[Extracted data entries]
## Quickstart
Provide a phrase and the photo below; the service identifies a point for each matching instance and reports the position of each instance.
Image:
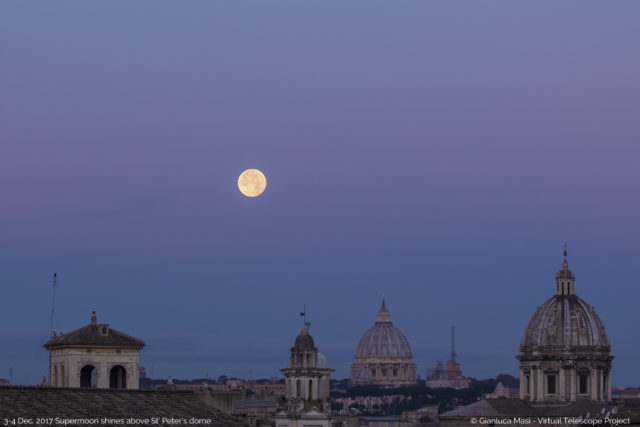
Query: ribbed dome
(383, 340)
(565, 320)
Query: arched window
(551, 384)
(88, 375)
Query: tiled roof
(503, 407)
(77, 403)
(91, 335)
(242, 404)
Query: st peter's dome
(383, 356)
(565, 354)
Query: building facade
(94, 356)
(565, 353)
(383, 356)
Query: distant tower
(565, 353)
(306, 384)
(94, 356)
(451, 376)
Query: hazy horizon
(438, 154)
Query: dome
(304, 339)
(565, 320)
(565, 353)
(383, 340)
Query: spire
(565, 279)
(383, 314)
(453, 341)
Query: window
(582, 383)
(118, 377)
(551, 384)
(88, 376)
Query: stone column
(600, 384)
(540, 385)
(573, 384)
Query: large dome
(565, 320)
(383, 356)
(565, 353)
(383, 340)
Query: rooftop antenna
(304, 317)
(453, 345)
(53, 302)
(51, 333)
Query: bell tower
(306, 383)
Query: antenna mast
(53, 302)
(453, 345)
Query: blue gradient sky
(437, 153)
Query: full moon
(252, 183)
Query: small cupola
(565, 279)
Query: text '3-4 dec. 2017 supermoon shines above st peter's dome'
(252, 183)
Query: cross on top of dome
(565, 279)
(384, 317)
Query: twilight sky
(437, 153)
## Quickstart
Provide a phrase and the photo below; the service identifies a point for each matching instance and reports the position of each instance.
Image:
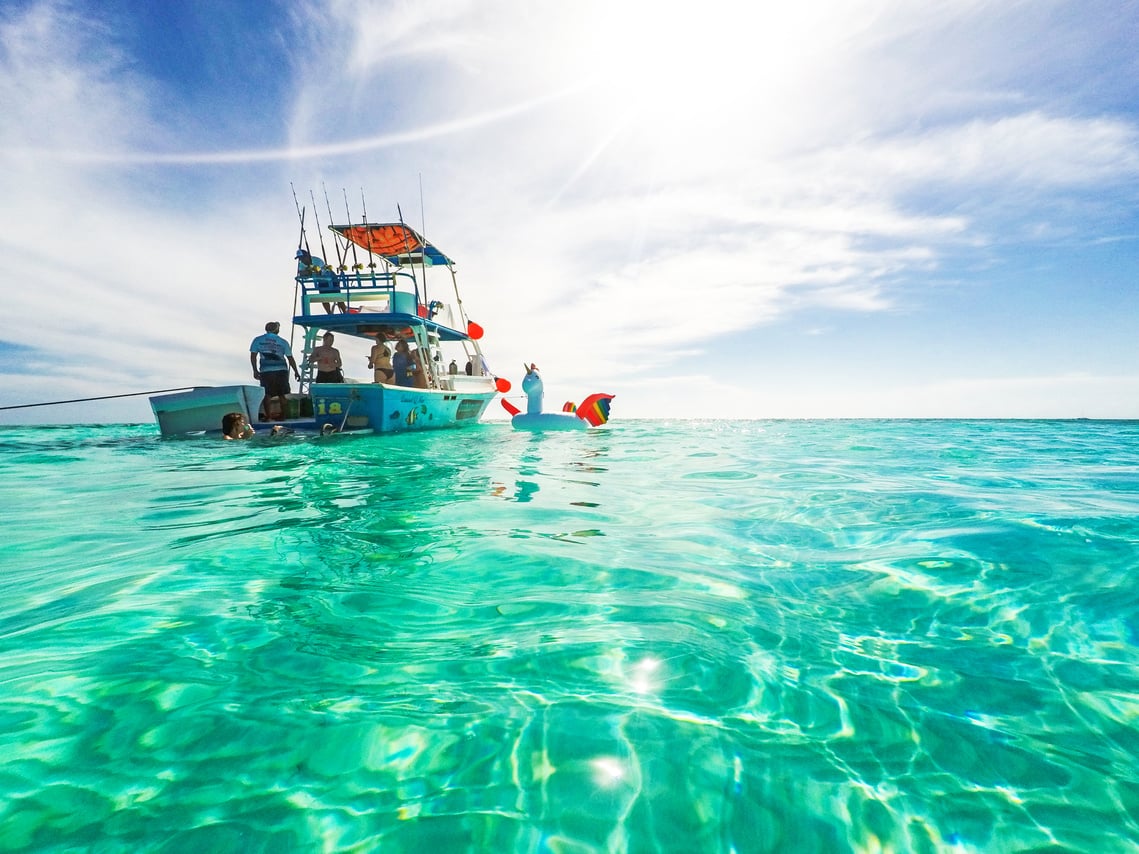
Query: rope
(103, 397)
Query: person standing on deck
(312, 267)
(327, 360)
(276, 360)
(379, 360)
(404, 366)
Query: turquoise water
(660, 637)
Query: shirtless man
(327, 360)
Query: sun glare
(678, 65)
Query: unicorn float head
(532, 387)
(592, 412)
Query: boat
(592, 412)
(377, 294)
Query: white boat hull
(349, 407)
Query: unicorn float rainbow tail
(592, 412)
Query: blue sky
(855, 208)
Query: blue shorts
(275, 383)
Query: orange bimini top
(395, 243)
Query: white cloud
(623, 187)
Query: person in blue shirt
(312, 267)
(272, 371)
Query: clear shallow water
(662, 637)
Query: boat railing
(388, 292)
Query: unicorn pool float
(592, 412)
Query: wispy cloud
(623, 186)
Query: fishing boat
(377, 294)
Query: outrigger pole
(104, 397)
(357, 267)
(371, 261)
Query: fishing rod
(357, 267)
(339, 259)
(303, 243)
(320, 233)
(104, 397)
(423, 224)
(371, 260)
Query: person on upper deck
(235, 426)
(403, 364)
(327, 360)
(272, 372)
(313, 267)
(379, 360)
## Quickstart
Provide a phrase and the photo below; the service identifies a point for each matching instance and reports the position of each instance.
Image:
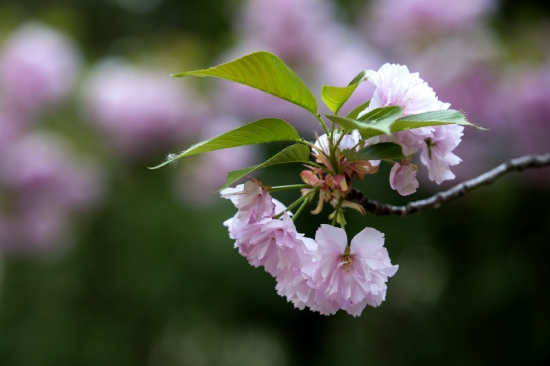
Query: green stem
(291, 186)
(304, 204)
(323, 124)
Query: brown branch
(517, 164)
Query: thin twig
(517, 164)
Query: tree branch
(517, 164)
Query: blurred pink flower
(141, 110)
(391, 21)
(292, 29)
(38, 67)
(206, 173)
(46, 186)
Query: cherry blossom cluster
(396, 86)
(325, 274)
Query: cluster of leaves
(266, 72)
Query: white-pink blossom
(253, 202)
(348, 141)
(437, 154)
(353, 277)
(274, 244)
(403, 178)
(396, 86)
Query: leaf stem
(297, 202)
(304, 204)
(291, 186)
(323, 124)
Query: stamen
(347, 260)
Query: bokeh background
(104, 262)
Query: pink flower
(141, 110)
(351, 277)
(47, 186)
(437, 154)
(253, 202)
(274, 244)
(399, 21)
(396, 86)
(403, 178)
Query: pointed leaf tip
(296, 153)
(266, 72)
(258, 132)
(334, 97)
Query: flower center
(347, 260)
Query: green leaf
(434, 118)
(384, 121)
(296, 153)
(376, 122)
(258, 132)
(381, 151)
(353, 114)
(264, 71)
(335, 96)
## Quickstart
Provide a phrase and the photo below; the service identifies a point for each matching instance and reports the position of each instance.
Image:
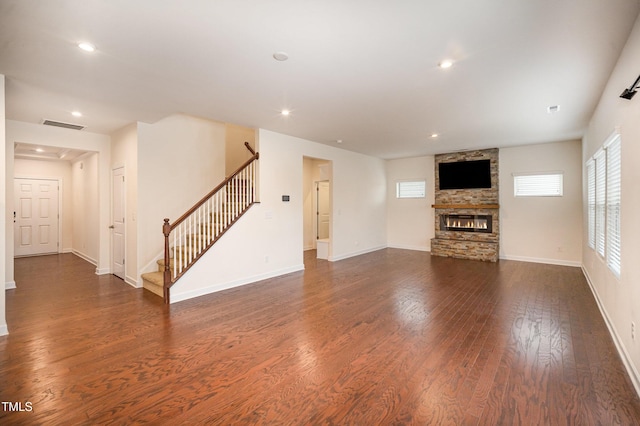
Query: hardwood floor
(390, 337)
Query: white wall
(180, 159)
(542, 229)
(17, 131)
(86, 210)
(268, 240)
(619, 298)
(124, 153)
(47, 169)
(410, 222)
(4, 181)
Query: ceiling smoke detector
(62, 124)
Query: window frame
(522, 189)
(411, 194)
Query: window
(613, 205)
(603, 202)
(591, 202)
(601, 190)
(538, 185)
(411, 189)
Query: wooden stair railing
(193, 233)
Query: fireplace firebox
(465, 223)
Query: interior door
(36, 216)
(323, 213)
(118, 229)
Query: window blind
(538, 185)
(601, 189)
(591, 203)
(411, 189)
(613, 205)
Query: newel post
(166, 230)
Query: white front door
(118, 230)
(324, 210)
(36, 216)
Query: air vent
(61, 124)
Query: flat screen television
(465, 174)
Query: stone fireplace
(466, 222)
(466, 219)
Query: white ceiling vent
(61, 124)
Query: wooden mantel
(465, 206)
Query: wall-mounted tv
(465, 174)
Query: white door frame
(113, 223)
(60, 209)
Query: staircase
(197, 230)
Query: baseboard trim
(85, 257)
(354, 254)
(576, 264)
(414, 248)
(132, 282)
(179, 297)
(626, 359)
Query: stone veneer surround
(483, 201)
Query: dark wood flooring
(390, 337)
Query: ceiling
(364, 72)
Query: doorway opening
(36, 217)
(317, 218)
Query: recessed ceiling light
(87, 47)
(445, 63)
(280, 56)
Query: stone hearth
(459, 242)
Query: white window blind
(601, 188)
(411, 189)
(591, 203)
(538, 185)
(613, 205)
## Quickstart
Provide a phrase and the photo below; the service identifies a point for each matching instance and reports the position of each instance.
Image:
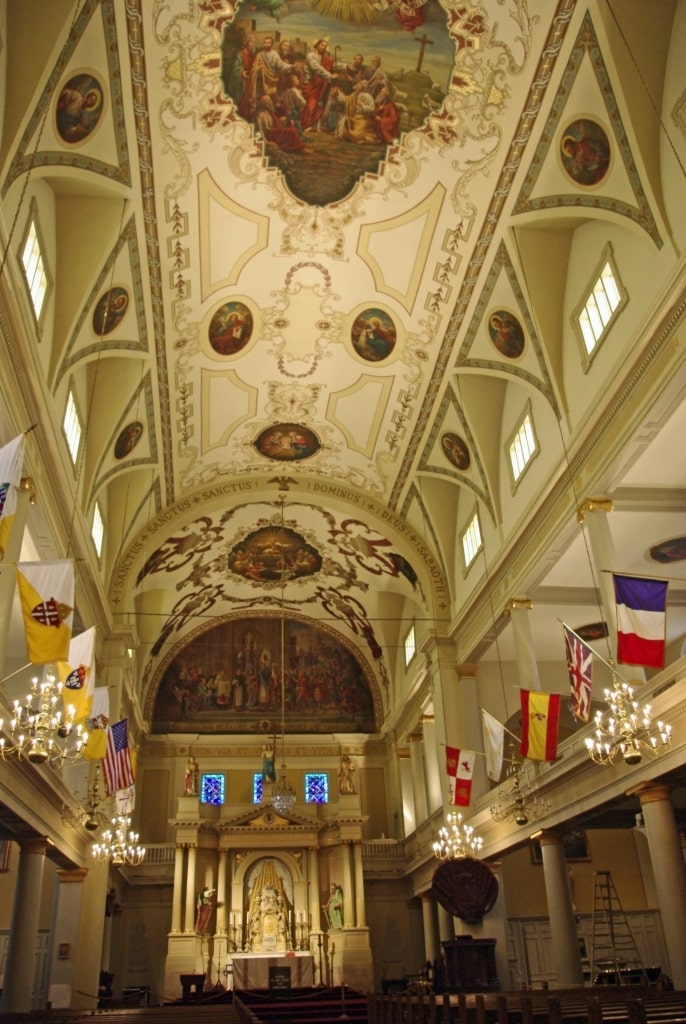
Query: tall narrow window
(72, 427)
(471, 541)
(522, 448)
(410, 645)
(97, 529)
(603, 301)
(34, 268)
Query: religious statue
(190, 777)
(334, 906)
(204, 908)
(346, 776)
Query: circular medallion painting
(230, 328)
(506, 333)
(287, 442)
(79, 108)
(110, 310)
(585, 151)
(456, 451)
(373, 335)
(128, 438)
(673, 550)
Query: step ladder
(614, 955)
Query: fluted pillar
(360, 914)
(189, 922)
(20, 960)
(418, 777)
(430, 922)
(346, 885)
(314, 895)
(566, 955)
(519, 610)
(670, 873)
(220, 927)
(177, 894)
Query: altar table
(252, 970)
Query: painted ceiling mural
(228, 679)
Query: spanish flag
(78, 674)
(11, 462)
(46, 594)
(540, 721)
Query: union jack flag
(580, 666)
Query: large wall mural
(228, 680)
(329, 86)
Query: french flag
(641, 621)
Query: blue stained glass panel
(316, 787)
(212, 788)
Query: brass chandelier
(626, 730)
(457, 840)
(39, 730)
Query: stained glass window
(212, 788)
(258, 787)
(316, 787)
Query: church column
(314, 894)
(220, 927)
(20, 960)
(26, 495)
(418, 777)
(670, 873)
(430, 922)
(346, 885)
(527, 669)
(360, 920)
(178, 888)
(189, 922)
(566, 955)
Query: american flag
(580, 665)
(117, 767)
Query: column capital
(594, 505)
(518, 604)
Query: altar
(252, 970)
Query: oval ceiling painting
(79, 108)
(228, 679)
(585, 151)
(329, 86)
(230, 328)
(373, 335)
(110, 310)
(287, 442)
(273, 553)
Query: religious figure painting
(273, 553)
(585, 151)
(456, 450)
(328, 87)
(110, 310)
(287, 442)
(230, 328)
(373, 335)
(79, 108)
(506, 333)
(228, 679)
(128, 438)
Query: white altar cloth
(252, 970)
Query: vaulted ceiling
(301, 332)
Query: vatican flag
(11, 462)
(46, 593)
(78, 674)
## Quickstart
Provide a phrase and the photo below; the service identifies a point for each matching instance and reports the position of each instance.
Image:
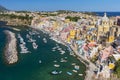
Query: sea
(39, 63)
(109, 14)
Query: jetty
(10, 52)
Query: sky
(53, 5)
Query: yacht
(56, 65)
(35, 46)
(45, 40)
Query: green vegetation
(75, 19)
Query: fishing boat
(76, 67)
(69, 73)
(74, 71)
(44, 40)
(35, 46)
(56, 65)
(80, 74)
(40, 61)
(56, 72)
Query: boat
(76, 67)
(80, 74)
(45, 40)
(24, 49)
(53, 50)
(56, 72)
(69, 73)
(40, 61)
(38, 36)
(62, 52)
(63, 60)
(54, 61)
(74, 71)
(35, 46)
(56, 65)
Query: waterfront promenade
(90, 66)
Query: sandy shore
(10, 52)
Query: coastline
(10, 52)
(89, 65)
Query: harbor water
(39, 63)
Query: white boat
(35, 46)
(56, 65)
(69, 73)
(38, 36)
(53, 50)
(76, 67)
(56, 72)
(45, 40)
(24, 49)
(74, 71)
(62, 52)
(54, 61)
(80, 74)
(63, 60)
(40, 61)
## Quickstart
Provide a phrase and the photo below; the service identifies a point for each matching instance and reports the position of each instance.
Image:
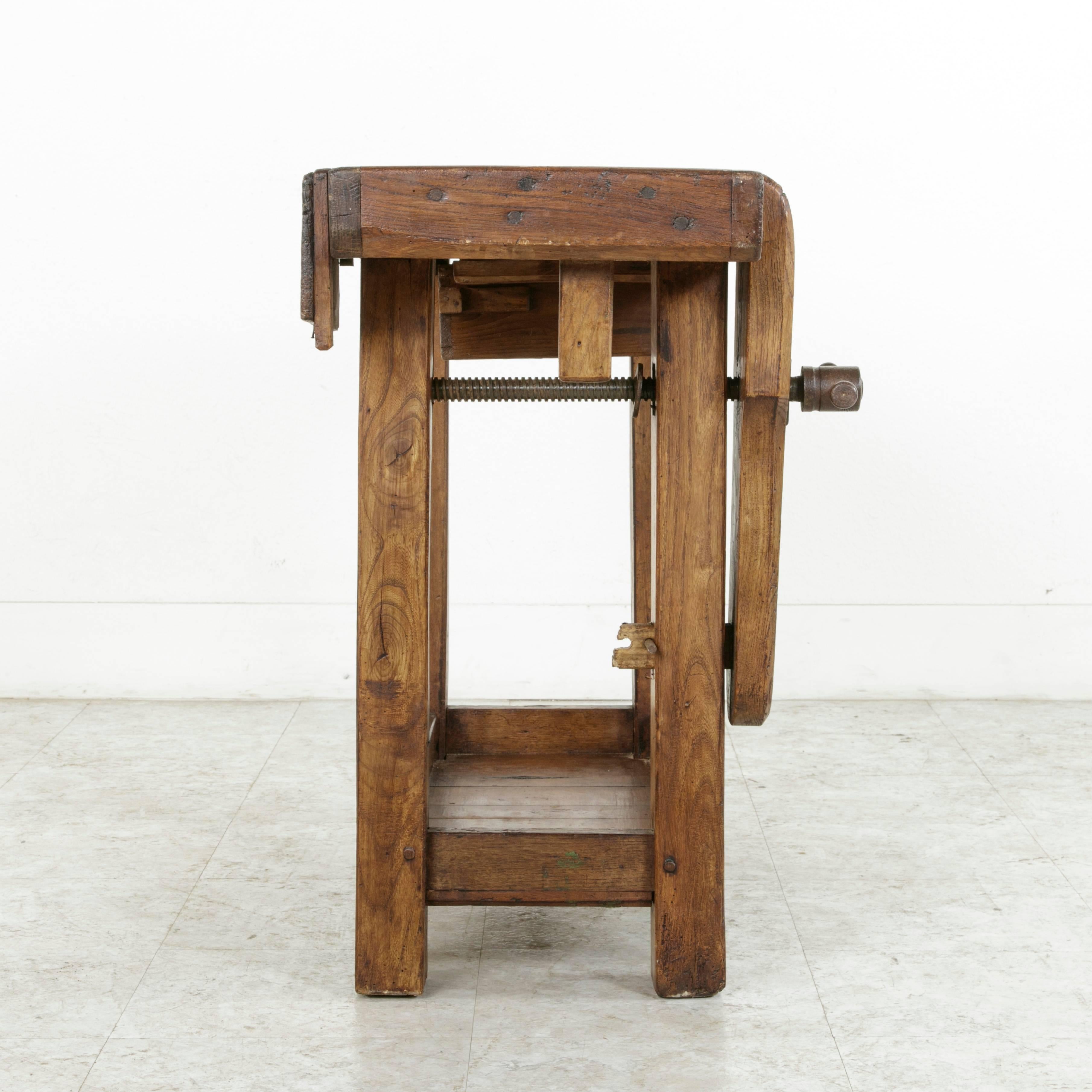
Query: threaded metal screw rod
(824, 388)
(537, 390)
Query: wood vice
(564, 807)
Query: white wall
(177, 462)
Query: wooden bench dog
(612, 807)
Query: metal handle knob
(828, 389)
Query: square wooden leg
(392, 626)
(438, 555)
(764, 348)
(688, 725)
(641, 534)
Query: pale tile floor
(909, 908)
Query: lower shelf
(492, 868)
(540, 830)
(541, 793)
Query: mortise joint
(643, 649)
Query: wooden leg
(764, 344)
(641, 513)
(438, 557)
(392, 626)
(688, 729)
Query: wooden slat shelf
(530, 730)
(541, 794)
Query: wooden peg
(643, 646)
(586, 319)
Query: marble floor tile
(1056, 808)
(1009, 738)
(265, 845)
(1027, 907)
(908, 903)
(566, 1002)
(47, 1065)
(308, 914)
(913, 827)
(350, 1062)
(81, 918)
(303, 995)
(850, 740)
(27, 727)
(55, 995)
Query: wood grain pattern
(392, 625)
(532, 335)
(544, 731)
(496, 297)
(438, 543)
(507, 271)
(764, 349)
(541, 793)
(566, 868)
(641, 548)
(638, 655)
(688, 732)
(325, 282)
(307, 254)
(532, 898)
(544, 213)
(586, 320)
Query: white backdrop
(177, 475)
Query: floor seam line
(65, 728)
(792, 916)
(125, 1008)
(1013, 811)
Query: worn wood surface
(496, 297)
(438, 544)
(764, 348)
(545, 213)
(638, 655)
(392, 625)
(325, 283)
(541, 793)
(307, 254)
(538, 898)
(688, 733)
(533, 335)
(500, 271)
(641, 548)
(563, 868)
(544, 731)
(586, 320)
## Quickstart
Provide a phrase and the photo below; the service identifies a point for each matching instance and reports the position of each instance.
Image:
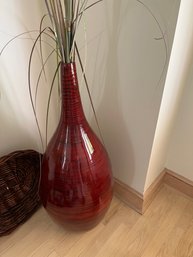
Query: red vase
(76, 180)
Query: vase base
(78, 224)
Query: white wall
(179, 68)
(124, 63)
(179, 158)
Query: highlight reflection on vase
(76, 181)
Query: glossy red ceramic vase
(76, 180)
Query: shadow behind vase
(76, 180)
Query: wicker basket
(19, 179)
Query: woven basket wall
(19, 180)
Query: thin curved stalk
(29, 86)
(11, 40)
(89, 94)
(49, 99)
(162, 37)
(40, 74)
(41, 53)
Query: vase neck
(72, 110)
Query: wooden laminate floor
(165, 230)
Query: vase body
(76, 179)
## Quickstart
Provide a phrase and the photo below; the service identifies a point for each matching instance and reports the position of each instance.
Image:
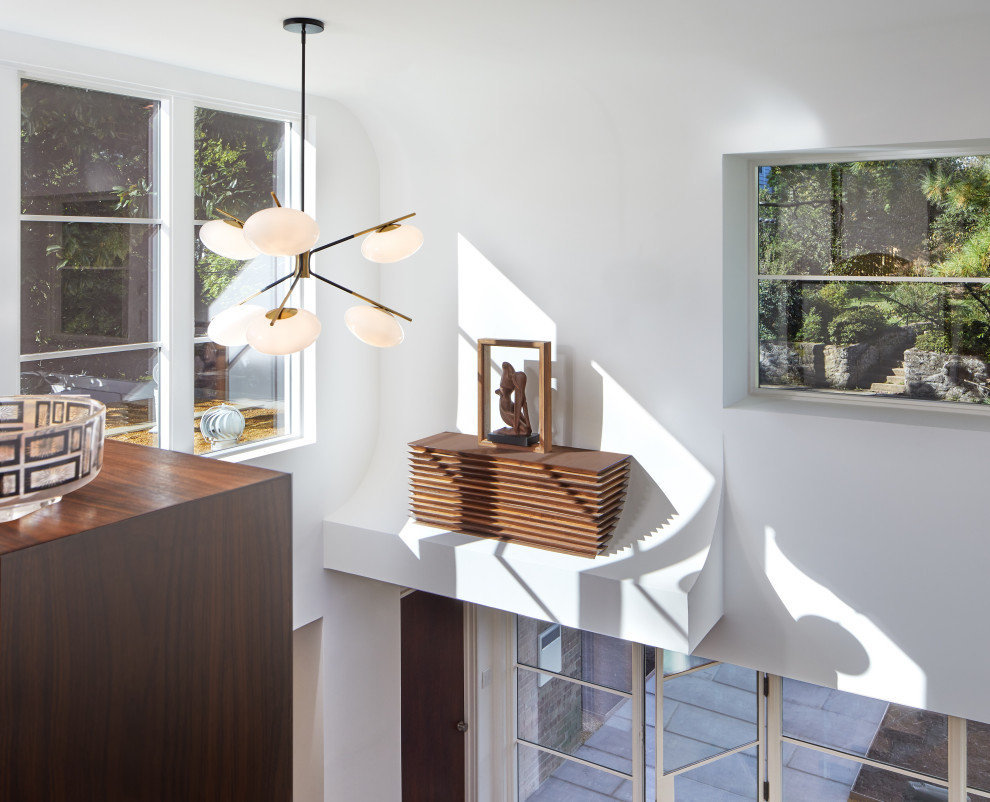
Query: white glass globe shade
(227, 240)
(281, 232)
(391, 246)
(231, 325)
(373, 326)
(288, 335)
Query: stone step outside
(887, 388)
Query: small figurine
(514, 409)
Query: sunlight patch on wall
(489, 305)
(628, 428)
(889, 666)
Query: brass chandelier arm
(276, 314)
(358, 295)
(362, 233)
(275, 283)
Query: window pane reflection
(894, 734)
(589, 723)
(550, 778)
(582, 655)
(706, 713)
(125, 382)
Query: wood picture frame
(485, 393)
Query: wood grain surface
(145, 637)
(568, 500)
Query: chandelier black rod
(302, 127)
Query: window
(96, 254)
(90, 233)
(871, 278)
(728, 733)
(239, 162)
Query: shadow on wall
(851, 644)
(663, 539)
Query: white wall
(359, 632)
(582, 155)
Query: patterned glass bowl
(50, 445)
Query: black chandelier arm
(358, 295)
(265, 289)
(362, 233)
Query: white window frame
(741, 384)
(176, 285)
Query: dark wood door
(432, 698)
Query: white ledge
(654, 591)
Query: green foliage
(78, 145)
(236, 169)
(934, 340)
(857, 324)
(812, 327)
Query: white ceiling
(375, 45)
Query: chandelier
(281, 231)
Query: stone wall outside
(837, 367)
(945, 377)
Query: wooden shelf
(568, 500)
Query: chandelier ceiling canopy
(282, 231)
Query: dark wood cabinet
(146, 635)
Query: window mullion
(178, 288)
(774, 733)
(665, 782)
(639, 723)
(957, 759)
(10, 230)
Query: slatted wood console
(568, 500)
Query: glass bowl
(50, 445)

What is being asked: Leaving out every picture, transcribe exactly the lines from the line that contains "Query: vase base" through the final line of the entries above.

Correct answer:
Query: vase base
(78, 224)
Query: white wall
(179, 68)
(124, 63)
(179, 158)
Query: highlight reflection on vase
(76, 181)
Query: glossy red ceramic vase
(76, 180)
Query: shadow behind vase
(76, 180)
Query: wicker basket
(19, 179)
Query: woven basket wall
(19, 180)
Query: thin curved stalk
(29, 86)
(11, 40)
(89, 94)
(49, 99)
(162, 37)
(40, 74)
(41, 53)
Query: vase neck
(72, 110)
Query: wooden laminate floor
(165, 230)
Query: vase body
(76, 179)
## Quickstart
Provide a phrase and the photo below; the service identifies a point for each matching instance and reports the position of each instance.
Image:
Query: white glass globe shade
(227, 240)
(281, 232)
(391, 246)
(231, 325)
(373, 326)
(288, 335)
Query: stone step outside
(887, 388)
Query: small figurine
(514, 409)
Query: sunlight patch on wall
(489, 305)
(628, 428)
(889, 666)
Query: brass chandelier arm
(276, 314)
(358, 295)
(362, 233)
(275, 283)
Query: window pane reflection
(894, 734)
(589, 723)
(550, 778)
(582, 655)
(706, 713)
(125, 382)
Query: wood picture frame
(485, 393)
Query: wood grain surface
(145, 637)
(568, 500)
Query: chandelier black rod
(302, 127)
Query: window
(96, 254)
(90, 233)
(871, 278)
(728, 733)
(239, 162)
Query: shadow on wall
(851, 644)
(663, 539)
Query: white wall
(359, 632)
(582, 155)
Query: patterned glass bowl
(50, 445)
Query: black chandelier arm
(358, 295)
(265, 289)
(362, 233)
Query: white window frame
(741, 384)
(176, 285)
Query: dark wood door
(432, 698)
Query: white ledge
(654, 591)
Query: green foliage
(78, 145)
(236, 169)
(934, 340)
(857, 324)
(812, 327)
Query: white ceiling
(375, 45)
Query: chandelier
(281, 231)
Query: stone wall outside
(837, 367)
(945, 377)
Query: wooden shelf
(568, 500)
Query: chandelier ceiling canopy
(282, 231)
Query: dark wood cabinet
(146, 635)
Query: window mullion
(178, 288)
(774, 733)
(665, 782)
(639, 723)
(957, 759)
(10, 230)
Query: slatted wood console
(568, 500)
Query: glass bowl
(50, 445)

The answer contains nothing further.